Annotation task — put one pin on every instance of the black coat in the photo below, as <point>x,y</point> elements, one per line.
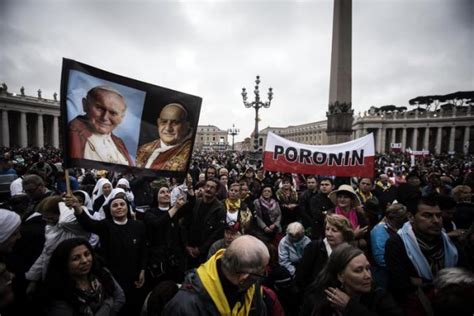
<point>313,207</point>
<point>203,232</point>
<point>313,261</point>
<point>378,302</point>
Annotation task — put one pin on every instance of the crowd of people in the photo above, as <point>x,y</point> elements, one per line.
<point>233,239</point>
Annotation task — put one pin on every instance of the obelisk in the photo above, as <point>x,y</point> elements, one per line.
<point>339,124</point>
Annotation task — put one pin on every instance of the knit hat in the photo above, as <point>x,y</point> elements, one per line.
<point>9,222</point>
<point>345,188</point>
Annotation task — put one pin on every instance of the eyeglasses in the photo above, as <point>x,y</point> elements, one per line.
<point>32,189</point>
<point>254,275</point>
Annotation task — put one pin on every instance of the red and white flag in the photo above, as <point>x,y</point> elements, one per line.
<point>350,159</point>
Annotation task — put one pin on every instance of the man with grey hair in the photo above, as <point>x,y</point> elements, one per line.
<point>290,248</point>
<point>227,284</point>
<point>90,135</point>
<point>173,148</point>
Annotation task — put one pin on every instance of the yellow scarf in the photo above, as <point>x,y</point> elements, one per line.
<point>207,272</point>
<point>232,205</point>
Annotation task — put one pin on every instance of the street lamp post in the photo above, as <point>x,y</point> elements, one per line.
<point>257,104</point>
<point>233,131</point>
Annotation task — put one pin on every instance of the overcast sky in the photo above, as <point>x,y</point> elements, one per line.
<point>401,49</point>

====

● GIVEN PROBLEM:
Extract every line from the start of the rows down to the line containing "<point>339,124</point>", inclusive, and reproduce them verbatim. Omit the pictures from the output.

● ANSWER TO THIS PROBLEM:
Annotation task — put one pin on every instance of the black coat in the photo below, as <point>x,y</point> elements, one per line.
<point>313,207</point>
<point>203,232</point>
<point>313,261</point>
<point>378,302</point>
Annotation task — put one pin on every instance of the crowd of people in the photo above, as <point>x,y</point> elements, one per line.
<point>233,239</point>
Annotation task — put one pin on every instance of the obelisk in the photo above, as <point>x,y</point> elements, one per line.
<point>339,124</point>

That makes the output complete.